Begin SELECTED PASSAGE

Category Archives: Repairs and Modifications

Tammy Tent Two

A couple of weeks ago I built a tent for Tammy so that I could dry her out and work on her during the winter. On Thursday 12th December the rain came and destroyed the tent, forming heavy pools in the roof that bent and broke the metal frame. This has set back my plans. Rather than working on installing insulating flotation foam, I’ve had to spend time cleaning and drying her out and building a new tent.

At first, I tried my original plan of building a curve-topped covered wagon using 40mm PVC pipe, but I could only find 2m and 3m lengths at my local B&Q and had no way of joining them that would create a continuous curve: the pipe joints available aren’t designed to take any strain.

After much head scratching I realised I could build a tent-like frame on board.


Each side consists of five 2m pipes. One T-juction joint in the middle supports a ridge, which is made of two sets of pipes. Because I’ve used only 90 degree angles, the soft and flexible pipes are well supported. Finally, the whole thing is stiffened up with triangulating lashings.


The key difference this time is that the top of the tent has a steeply pitched angle. This should make it impossible for water to pool in the tarpaulin and pull the tent down.


Here she is with the tarpaulin over the frame.

End SELECTED PASSAGE
Begin DATASET EXTRACT

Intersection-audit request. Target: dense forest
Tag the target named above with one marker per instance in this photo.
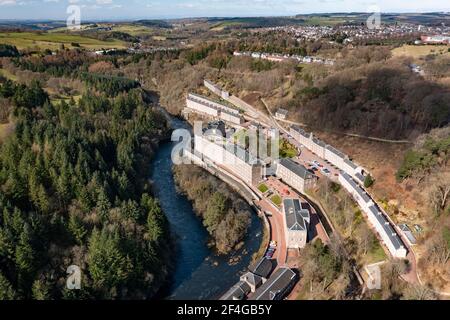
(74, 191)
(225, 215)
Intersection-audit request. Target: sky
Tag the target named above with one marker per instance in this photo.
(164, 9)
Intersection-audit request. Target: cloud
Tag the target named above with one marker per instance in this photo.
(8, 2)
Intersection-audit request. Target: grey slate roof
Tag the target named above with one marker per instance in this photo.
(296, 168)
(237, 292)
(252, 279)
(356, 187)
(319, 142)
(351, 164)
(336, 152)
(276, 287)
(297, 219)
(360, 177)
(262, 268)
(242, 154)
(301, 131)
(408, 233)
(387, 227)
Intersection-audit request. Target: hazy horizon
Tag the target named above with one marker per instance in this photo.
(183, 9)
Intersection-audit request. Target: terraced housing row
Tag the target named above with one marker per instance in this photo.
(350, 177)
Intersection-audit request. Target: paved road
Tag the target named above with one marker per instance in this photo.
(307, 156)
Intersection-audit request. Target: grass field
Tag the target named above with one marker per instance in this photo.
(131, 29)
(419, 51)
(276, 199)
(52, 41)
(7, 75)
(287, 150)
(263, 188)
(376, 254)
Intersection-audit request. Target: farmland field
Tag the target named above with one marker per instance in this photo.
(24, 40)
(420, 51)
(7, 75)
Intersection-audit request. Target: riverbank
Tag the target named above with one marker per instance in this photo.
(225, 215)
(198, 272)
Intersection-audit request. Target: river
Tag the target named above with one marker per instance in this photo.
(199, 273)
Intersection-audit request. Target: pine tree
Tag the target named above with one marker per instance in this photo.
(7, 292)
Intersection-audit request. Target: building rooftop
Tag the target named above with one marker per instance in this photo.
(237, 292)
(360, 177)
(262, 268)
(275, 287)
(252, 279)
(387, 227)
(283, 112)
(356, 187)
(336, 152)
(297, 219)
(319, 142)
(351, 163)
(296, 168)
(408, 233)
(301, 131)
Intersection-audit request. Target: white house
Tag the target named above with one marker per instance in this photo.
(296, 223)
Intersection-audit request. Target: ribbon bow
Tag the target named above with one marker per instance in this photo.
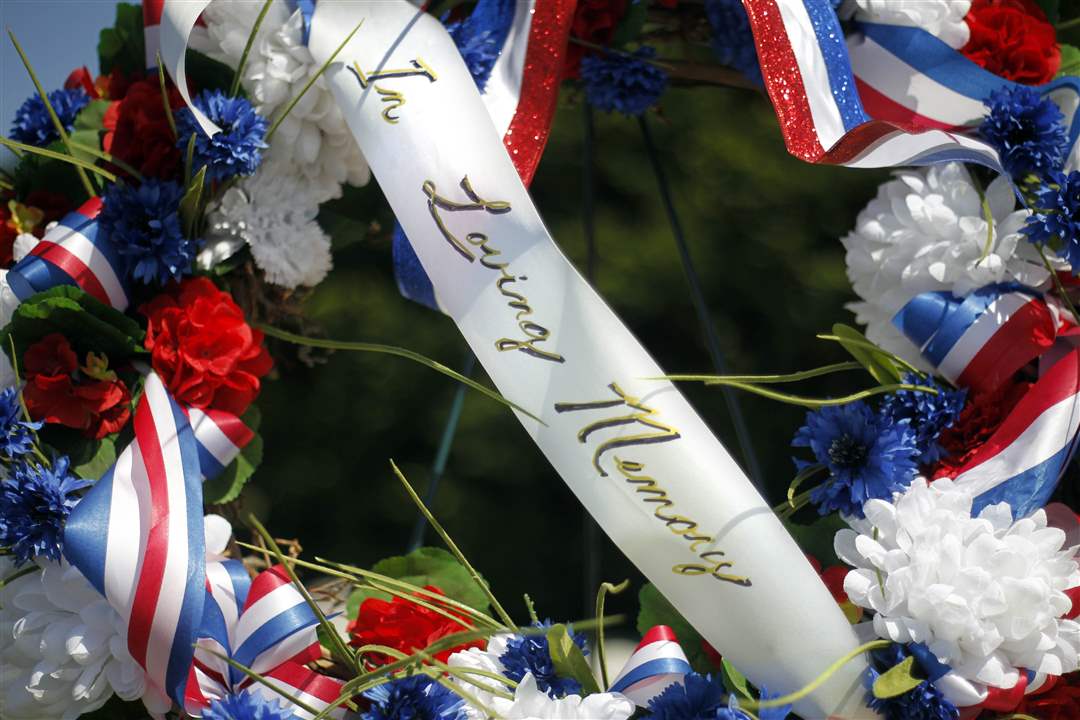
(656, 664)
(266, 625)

End DATASET EXTRACT
Begin DATASET EXTRACT

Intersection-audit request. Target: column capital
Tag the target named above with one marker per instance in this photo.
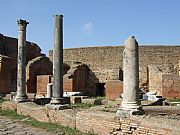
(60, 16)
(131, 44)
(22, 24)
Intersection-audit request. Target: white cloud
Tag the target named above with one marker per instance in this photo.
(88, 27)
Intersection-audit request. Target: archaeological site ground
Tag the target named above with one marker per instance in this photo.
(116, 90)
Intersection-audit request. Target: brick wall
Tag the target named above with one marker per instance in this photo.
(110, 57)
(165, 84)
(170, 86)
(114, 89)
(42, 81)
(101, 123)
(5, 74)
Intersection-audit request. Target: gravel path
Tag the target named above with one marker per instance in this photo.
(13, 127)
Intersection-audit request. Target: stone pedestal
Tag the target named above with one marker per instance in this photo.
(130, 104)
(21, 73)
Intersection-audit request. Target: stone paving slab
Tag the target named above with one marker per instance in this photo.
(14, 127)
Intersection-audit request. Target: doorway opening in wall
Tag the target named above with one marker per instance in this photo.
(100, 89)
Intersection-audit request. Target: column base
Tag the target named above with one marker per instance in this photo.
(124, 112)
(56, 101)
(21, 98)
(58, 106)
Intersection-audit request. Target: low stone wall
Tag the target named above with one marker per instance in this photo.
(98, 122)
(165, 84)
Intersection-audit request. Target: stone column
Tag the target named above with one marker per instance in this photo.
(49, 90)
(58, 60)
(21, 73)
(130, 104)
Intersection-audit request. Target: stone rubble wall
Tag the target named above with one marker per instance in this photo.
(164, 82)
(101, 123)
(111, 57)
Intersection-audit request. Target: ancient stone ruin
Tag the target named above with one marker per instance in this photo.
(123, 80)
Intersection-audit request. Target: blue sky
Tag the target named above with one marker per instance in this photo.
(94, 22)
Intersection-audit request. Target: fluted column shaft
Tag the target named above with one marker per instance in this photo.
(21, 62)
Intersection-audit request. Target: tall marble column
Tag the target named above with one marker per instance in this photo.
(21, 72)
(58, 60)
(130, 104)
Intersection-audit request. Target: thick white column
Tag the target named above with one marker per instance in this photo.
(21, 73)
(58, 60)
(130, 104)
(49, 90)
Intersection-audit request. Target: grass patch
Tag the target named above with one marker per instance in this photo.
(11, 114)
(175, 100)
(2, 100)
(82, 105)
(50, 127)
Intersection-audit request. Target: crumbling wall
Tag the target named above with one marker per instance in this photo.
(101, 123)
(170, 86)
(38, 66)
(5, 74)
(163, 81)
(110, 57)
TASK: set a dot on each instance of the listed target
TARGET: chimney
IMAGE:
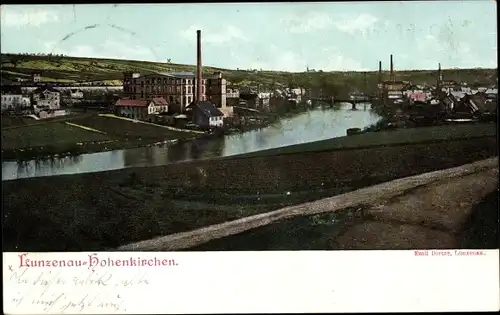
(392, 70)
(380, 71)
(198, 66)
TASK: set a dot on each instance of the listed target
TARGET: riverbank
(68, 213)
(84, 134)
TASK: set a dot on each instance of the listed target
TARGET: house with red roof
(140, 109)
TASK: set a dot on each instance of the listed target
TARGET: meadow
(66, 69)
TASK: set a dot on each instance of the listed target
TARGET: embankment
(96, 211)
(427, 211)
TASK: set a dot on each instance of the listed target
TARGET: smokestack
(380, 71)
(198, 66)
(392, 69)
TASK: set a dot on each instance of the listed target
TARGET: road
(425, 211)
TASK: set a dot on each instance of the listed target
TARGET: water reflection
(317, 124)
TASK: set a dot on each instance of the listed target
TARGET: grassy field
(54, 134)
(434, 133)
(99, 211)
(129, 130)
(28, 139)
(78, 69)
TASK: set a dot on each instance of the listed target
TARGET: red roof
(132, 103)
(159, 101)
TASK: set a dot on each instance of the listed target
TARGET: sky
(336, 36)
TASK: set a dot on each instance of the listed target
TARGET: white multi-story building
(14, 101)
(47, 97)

End DATASET EXTRACT
Begin DATASET EXTRACT

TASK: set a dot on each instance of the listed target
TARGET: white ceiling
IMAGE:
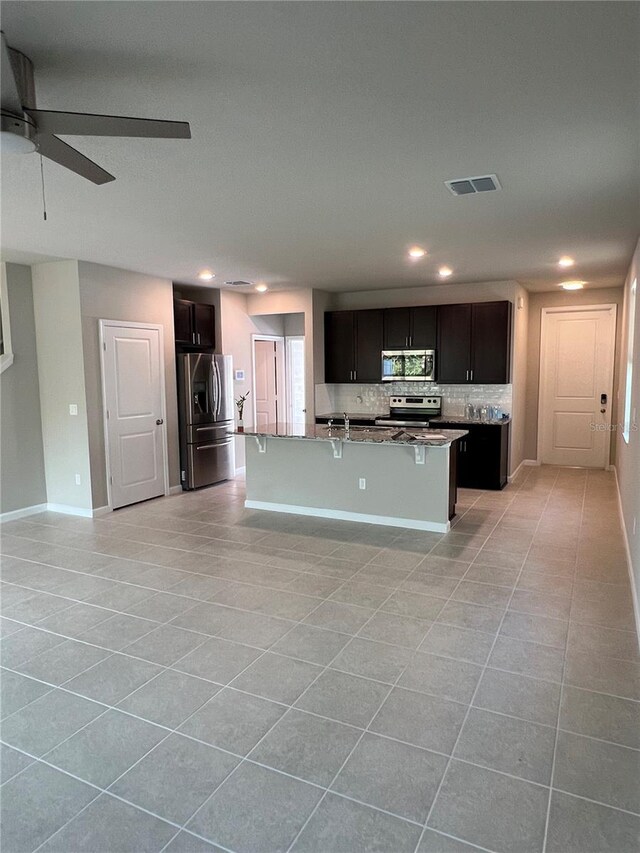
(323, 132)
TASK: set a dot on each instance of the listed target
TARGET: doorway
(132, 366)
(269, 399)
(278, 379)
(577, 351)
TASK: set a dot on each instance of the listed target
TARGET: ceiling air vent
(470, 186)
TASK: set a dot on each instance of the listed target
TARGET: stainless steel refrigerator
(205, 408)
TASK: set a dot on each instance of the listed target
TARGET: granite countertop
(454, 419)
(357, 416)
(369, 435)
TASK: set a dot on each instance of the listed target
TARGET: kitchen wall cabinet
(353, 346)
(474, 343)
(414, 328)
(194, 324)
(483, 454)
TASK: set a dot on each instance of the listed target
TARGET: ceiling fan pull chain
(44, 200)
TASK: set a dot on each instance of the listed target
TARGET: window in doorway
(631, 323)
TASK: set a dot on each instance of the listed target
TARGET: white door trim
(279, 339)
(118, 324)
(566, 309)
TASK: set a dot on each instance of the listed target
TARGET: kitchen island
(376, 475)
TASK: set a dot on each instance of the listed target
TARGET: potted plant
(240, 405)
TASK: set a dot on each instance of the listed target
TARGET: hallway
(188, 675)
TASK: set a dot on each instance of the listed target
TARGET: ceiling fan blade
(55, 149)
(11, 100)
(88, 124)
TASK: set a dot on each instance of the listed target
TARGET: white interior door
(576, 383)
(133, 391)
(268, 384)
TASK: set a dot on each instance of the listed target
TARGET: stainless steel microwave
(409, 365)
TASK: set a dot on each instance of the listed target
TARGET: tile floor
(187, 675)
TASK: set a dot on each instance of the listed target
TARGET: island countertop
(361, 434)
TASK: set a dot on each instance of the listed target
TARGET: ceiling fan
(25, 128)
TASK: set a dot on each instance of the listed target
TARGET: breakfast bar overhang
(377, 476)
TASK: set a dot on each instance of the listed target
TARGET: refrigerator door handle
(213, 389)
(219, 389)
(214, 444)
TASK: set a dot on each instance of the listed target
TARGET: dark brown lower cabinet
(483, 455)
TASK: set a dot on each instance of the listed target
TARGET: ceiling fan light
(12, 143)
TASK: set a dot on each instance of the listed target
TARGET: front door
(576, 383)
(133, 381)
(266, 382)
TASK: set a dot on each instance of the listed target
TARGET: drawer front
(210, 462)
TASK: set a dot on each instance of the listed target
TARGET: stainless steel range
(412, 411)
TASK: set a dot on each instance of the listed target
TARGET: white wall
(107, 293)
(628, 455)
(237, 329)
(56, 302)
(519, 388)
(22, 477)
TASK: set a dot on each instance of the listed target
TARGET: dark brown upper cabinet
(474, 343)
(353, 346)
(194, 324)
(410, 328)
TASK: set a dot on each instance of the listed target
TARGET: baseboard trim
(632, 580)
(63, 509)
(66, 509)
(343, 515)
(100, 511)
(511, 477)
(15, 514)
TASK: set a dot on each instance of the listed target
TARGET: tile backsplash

End DATASET EXTRACT

◆ EXERCISE DIRECTIONS ◆
Resume the post on Tammy's new tent, picking up after its final sentence. The records are separate material and have no connection to the post on Tammy's tent.

◆ RESPONSE TO THE TASK ◆
The tarp is mostly held down against wind by some heavy nylon ropes. The skirts are rolled up and tucked onto the trailer to allow some air flow and help with drying.

The frame is held together and to the boat with traditional duct tape.


Heavy rain is forecast for the rest of the week, so this will get a thorough test!

Meanwhile, I did something seasonal!

There are plenty more pictures, with details in their descriptions, over at the Flickr album “Tammy Norie winter tent”.


Filed under Equipment, Unsinkability

Yesterday, it rained

…and ruined many things.






Filed under Equipment, Unsinkability

A tent for Tammy

I have big plans for this winter, and they all involve Tammy Norie being dry:

  • I need her interior dry to add closed-cell foam for insulation and unsinkability.
  • I need her hull dry by spring to add an osmosis-prevention barrier coat.
  • I need her deck to stay dry so that I can remove all the fittings and protect the deck core.

I’d also quite like to stay dry myself. So I’ve built a tent for Tammy.

My original idea was to build something like a covered wagon using the trailer, bending long hoops of something around the boat and then covering with a large tarpaulin.

But it turns out Dad had a garden party gazebo in the shed. We pulled it out and had a look.  At first, things were not hopeful. The gazebo frame was only just above head height.


The next day I realized that I could use sections from the six gazebo legs to make longer legs raised the top of the frame above the boat. I used spare roof rods inside spare leg rods to keep things together.  Wobby, but tall enough.


Dad and I assembled the roof frame and the other legs and managed to walk (literally) it over Tammy Norie.  Then I lashed it to Tammy using mooring ropes to keep it together and in place.


I huge 10m×10m tarpaulin from eBay was enough to cover everything, at a cost of £60.


I tied up the ends of the tarpaulin with a sinnet knot, and used bungies to attach the edges to the trailer.


Here’s the view from inside looking forward. Very snug!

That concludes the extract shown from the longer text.